Input material -
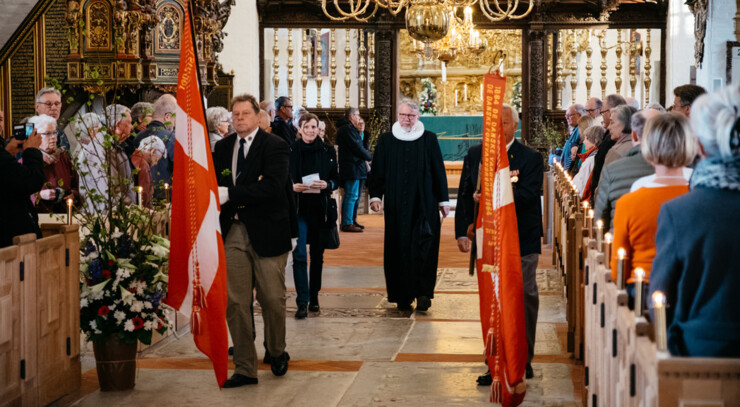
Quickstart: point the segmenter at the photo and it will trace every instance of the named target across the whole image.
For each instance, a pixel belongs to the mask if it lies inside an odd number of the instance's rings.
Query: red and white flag
[[[514,192],[501,121],[506,79],[484,80],[481,199],[476,220],[480,317],[491,370],[491,402],[518,406],[527,386],[524,289]]]
[[[188,3],[177,80],[167,303],[190,316],[195,345],[211,359],[221,387],[226,381],[229,348],[226,258]]]

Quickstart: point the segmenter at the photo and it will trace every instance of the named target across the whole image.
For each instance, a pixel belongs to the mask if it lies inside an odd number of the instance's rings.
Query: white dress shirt
[[[257,131],[259,130],[259,127],[255,128],[254,131],[249,133],[246,137],[242,137],[241,135],[236,136],[236,140],[234,141],[234,151],[231,155],[231,179],[234,182],[234,185],[236,185],[236,179],[238,178],[236,163],[237,163],[237,154],[239,154],[239,142],[242,139],[246,140],[246,143],[244,143],[244,158],[247,158],[247,154],[249,153],[249,147],[252,146],[252,142],[254,141],[254,137],[257,135]],[[227,187],[218,187],[218,197],[221,201],[221,205],[225,204],[229,201],[229,189]]]

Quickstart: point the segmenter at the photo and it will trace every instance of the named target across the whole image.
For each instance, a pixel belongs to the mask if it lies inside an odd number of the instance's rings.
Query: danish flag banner
[[[167,303],[190,316],[195,345],[211,359],[221,387],[226,381],[229,347],[226,258],[192,27],[186,3],[177,81]]]
[[[524,289],[514,193],[501,121],[506,79],[484,80],[481,198],[476,219],[480,319],[491,370],[491,402],[518,406],[527,386]]]

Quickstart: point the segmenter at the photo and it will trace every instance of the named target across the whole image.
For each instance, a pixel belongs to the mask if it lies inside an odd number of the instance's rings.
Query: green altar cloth
[[[483,140],[483,116],[421,116],[424,128],[437,134],[442,158],[445,161],[462,161],[468,148]],[[521,121],[516,130],[520,138]]]

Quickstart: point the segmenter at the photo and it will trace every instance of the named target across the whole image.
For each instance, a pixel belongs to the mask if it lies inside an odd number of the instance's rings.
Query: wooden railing
[[[653,325],[628,308],[627,292],[612,281],[607,245],[598,244],[595,228],[588,236],[588,208],[562,168],[553,167],[553,177],[553,257],[566,285],[569,350],[585,364],[583,404],[740,405],[740,359],[657,350]]]
[[[0,249],[0,405],[44,406],[80,387],[77,225]]]

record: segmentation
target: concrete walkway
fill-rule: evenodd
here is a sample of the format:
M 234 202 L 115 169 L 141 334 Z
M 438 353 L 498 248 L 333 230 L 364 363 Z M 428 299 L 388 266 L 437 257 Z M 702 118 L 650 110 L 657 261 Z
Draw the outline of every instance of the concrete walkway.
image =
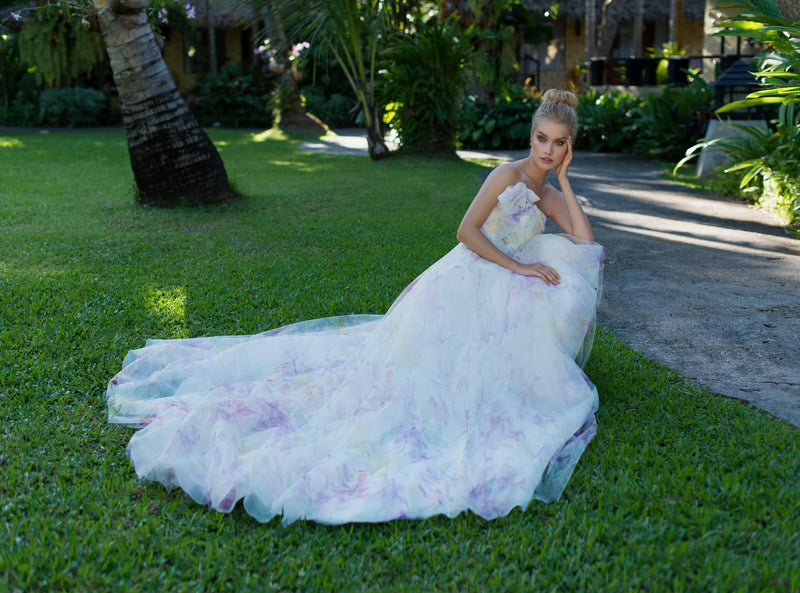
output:
M 365 155 L 361 134 L 301 148 Z M 769 214 L 660 179 L 648 160 L 578 152 L 570 171 L 606 250 L 600 325 L 684 378 L 800 427 L 800 240 Z

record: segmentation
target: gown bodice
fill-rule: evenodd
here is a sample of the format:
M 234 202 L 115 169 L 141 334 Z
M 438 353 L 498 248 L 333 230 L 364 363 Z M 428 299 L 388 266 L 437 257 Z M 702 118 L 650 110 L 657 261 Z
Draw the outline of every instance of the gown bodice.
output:
M 544 232 L 546 217 L 532 189 L 522 181 L 508 186 L 497 198 L 481 230 L 501 251 L 513 256 Z

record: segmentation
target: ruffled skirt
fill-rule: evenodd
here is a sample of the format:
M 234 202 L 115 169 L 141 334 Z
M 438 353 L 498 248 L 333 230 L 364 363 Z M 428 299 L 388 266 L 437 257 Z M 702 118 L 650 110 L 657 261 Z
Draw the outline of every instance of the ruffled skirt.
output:
M 139 477 L 259 521 L 488 519 L 554 500 L 596 432 L 581 365 L 603 252 L 546 234 L 516 256 L 561 283 L 458 245 L 383 316 L 148 341 L 109 384 L 109 420 L 142 427 Z

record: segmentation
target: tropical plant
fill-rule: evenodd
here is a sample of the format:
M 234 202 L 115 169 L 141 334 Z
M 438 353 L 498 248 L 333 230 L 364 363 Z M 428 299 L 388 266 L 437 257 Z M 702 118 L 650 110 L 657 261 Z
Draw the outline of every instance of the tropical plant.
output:
M 739 176 L 742 195 L 773 212 L 785 224 L 800 220 L 800 126 L 793 104 L 782 106 L 775 130 L 733 124 L 738 135 L 695 144 L 675 166 L 704 148 L 717 147 L 730 159 L 724 174 Z
M 273 90 L 266 77 L 252 77 L 241 64 L 229 63 L 197 83 L 192 111 L 204 126 L 271 128 Z
M 466 34 L 474 45 L 469 71 L 486 93 L 486 103 L 493 105 L 507 99 L 511 84 L 519 68 L 511 49 L 514 27 L 498 25 L 494 28 L 472 25 Z
M 666 86 L 659 93 L 642 96 L 635 111 L 633 152 L 659 158 L 680 158 L 698 138 L 696 125 L 714 104 L 711 85 L 694 76 L 686 86 Z
M 467 98 L 461 136 L 464 148 L 491 150 L 530 146 L 531 121 L 539 107 L 539 93 L 527 85 L 513 85 L 509 95 L 488 108 L 478 103 L 474 96 Z
M 722 30 L 715 35 L 746 37 L 770 48 L 757 59 L 759 69 L 755 72 L 764 88 L 743 101 L 724 106 L 719 113 L 743 107 L 800 103 L 800 21 L 781 16 L 772 0 L 723 0 L 718 4 L 722 9 L 736 9 L 739 14 L 720 23 Z
M 724 0 L 718 5 L 737 16 L 721 23 L 715 35 L 747 37 L 768 50 L 754 62 L 761 89 L 717 113 L 778 106 L 778 118 L 769 130 L 737 126 L 737 136 L 696 144 L 675 170 L 703 148 L 717 146 L 732 161 L 724 172 L 741 174 L 741 188 L 753 201 L 788 224 L 800 222 L 800 22 L 781 16 L 772 0 Z
M 514 0 L 454 3 L 458 21 L 473 46 L 468 70 L 481 91 L 480 102 L 487 105 L 508 98 L 519 67 L 510 45 L 517 32 L 513 18 L 508 18 L 514 3 Z M 449 15 L 445 13 L 443 16 Z
M 40 84 L 72 84 L 104 58 L 100 35 L 81 24 L 88 6 L 84 0 L 61 0 L 31 11 L 18 43 L 22 61 Z
M 323 87 L 308 85 L 300 90 L 305 101 L 306 111 L 313 114 L 330 128 L 347 128 L 356 126 L 358 100 L 351 94 L 332 92 L 325 93 Z
M 578 97 L 580 133 L 576 148 L 592 152 L 634 152 L 641 100 L 631 93 L 590 90 Z
M 267 3 L 267 0 L 255 0 Z M 304 40 L 318 59 L 333 56 L 345 73 L 367 129 L 373 160 L 389 156 L 376 95 L 378 56 L 391 31 L 381 0 L 286 0 L 278 5 L 289 39 Z
M 469 42 L 452 20 L 424 22 L 421 15 L 414 20 L 414 32 L 398 33 L 383 53 L 381 97 L 395 104 L 389 125 L 404 151 L 455 156 Z
M 39 94 L 41 122 L 51 126 L 99 126 L 108 123 L 108 99 L 95 89 L 46 89 Z
M 33 74 L 27 72 L 20 60 L 17 39 L 15 32 L 0 23 L 0 122 L 5 125 L 13 123 L 14 112 L 21 104 L 35 102 L 35 97 L 26 96 L 26 89 L 38 87 Z

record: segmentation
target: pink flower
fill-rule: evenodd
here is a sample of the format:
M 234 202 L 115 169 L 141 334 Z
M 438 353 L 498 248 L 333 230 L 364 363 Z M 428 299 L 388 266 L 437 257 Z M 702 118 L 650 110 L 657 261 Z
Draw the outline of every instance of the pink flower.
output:
M 189 3 L 187 2 L 186 4 L 184 4 L 184 6 L 183 6 L 183 7 L 186 9 L 186 18 L 187 18 L 187 19 L 193 19 L 193 18 L 195 18 L 195 9 L 194 9 L 194 6 L 192 6 L 191 4 L 189 4 Z
M 298 43 L 297 45 L 292 46 L 292 57 L 290 59 L 294 60 L 300 57 L 300 54 L 303 53 L 303 50 L 308 49 L 311 47 L 311 44 L 308 41 L 304 41 L 303 43 Z

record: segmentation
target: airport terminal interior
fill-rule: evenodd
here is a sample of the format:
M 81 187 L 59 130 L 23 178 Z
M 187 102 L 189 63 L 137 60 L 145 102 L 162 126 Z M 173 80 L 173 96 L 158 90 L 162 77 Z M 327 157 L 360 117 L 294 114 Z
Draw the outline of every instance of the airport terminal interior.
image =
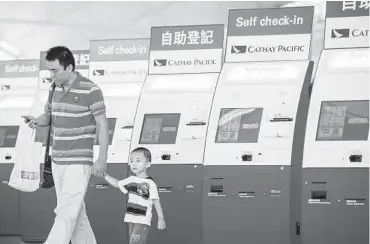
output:
M 107 173 L 125 179 L 130 152 L 151 153 L 166 228 L 153 207 L 147 244 L 370 243 L 369 11 L 370 1 L 0 1 L 0 244 L 45 243 L 60 214 L 55 187 L 40 183 L 47 138 L 51 152 L 61 139 L 21 117 L 44 112 L 54 46 L 102 91 Z M 82 107 L 86 91 L 66 93 Z M 120 189 L 91 175 L 84 199 L 98 244 L 139 243 Z

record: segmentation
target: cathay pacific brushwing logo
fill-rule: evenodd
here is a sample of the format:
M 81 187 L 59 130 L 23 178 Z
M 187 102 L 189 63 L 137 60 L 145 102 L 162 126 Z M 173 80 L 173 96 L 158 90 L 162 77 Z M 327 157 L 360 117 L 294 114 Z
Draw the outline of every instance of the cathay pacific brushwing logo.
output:
M 331 38 L 348 38 L 349 29 L 332 29 Z
M 94 76 L 103 76 L 105 74 L 105 71 L 103 69 L 94 69 L 93 75 Z
M 53 82 L 53 78 L 44 78 L 42 79 L 42 83 L 51 83 Z
M 154 59 L 154 66 L 166 66 L 167 59 Z
M 239 54 L 239 53 L 246 53 L 247 46 L 231 46 L 231 53 Z

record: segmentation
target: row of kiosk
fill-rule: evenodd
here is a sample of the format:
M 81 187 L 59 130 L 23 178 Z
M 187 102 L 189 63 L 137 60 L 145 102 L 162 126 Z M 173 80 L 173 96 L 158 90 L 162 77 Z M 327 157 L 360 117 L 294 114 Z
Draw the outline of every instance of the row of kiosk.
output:
M 150 243 L 368 243 L 369 6 L 346 2 L 327 3 L 316 74 L 313 7 L 230 10 L 225 48 L 224 25 L 202 25 L 73 51 L 105 97 L 108 173 L 152 153 L 167 229 L 154 214 Z M 47 100 L 44 56 L 0 62 L 0 235 L 24 242 L 46 239 L 56 206 L 53 188 L 7 185 L 20 116 Z M 45 130 L 35 138 L 43 167 Z M 128 240 L 125 195 L 91 177 L 85 201 L 98 243 Z

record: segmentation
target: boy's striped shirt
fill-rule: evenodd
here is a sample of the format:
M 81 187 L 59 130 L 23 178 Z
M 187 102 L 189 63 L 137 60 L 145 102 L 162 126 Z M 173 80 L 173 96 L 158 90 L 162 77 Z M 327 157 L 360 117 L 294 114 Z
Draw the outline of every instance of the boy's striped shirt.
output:
M 125 222 L 151 225 L 153 200 L 159 199 L 153 178 L 130 176 L 118 182 L 123 193 L 128 193 Z

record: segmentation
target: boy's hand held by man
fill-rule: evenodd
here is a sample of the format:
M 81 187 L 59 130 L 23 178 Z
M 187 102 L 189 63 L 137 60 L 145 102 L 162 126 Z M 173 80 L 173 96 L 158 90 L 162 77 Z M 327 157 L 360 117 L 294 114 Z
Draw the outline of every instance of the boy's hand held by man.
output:
M 107 160 L 98 158 L 93 165 L 92 173 L 98 178 L 104 179 L 107 171 Z

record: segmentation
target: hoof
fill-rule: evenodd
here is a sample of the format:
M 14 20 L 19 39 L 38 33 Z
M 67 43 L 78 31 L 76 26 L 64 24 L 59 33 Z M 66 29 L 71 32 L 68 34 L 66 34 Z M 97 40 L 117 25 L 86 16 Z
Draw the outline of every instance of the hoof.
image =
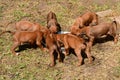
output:
M 49 66 L 49 67 L 54 67 L 54 66 L 55 66 L 55 64 L 49 64 L 48 66 Z
M 20 53 L 16 53 L 16 56 L 20 55 Z
M 47 48 L 44 48 L 43 51 L 44 51 L 44 52 L 48 52 L 48 49 L 47 49 Z
M 93 61 L 89 61 L 89 64 L 92 64 Z
M 63 61 L 62 61 L 61 59 L 59 59 L 59 58 L 58 58 L 58 61 L 59 61 L 59 62 L 63 62 Z
M 82 64 L 81 63 L 78 63 L 77 66 L 81 66 Z
M 63 54 L 64 54 L 65 56 L 68 56 L 68 53 L 66 53 L 66 52 L 63 52 Z
M 88 63 L 91 64 L 93 61 L 94 61 L 94 58 L 90 58 Z

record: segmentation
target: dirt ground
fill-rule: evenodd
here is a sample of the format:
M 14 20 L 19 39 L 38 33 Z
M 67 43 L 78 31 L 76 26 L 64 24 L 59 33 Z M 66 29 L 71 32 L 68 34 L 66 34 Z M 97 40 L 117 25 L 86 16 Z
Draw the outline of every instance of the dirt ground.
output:
M 0 0 L 0 32 L 14 31 L 20 20 L 29 20 L 46 27 L 49 11 L 57 15 L 63 31 L 69 31 L 74 20 L 84 12 L 111 9 L 110 17 L 120 15 L 120 0 Z M 99 22 L 109 22 L 109 16 L 99 17 Z M 7 27 L 6 25 L 10 23 Z M 118 26 L 119 33 L 119 26 Z M 101 39 L 92 47 L 95 58 L 92 64 L 88 58 L 82 66 L 76 66 L 78 59 L 74 54 L 65 57 L 64 63 L 49 67 L 49 54 L 39 48 L 27 48 L 13 56 L 10 51 L 12 34 L 0 36 L 0 80 L 120 80 L 120 39 Z

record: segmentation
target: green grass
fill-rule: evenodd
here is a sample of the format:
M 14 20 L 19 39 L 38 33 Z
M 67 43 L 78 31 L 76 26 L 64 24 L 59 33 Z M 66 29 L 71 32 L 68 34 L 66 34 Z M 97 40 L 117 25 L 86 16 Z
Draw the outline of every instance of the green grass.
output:
M 95 12 L 104 11 L 104 10 L 107 10 L 107 9 L 110 9 L 110 6 L 107 5 L 107 4 L 99 5 L 99 4 L 93 3 L 91 5 L 91 10 L 93 10 Z
M 13 12 L 13 17 L 14 17 L 14 21 L 19 21 L 22 18 L 31 17 L 31 14 L 30 13 L 26 13 L 26 12 L 21 11 L 21 10 L 15 10 Z
M 98 0 L 99 1 L 99 0 Z M 87 11 L 115 10 L 119 14 L 120 4 L 92 3 L 87 6 L 83 0 L 0 0 L 0 25 L 19 20 L 38 22 L 46 27 L 46 17 L 49 11 L 55 12 L 62 30 L 69 30 L 74 20 Z M 2 4 L 4 3 L 4 4 Z M 105 18 L 106 21 L 108 19 Z M 14 30 L 15 23 L 7 30 Z M 3 27 L 0 27 L 0 31 Z M 78 59 L 70 54 L 64 63 L 56 61 L 55 67 L 49 67 L 49 53 L 39 48 L 26 48 L 19 56 L 11 53 L 12 34 L 0 36 L 0 80 L 119 80 L 120 79 L 120 40 L 117 45 L 113 41 L 97 43 L 92 47 L 91 54 L 95 57 L 93 64 L 76 66 Z M 19 49 L 19 48 L 18 48 Z M 16 49 L 17 50 L 17 49 Z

What you need to do - From the records above, transcribe exactly the lines starting at the one containing "target: airport terminal interior" and ending at the one containing "Draw the outline of every instance of the cathay". Skip the pictures.

Your solution -
target: airport terminal interior
fill-rule: evenodd
here is a sample of the format:
M 81 187 L 59 130 L 23 178 Z
M 187 102 L 189 63 L 137 60 L 145 102 L 162 126 Z M 173 80 L 173 96 L 158 90 L 162 77 Z M 327 157 L 360 117 L 294 114 Z
Draw the outline of every instance of the airport terminal interior.
image =
output:
M 107 173 L 125 179 L 130 152 L 151 153 L 166 228 L 153 207 L 147 244 L 370 243 L 369 11 L 370 1 L 0 1 L 0 244 L 45 243 L 60 214 L 55 187 L 40 183 L 47 138 L 51 152 L 61 139 L 21 117 L 44 112 L 54 46 L 102 91 Z M 82 107 L 86 91 L 66 93 Z M 120 189 L 91 175 L 84 199 L 98 244 L 139 243 Z

record: segmentation
target: cathay pacific brushwing logo
fill-rule: evenodd
here is a sample of the format:
M 81 187 L 59 130 L 23 178 Z
M 187 102 L 189 63 L 137 60 L 145 102 L 162 126 Z M 173 80 L 173 96 L 158 90 L 162 77 Z M 327 157 L 360 117 L 294 114 Z
Draw the outline of every instance of the cathay pacific brushwing logo.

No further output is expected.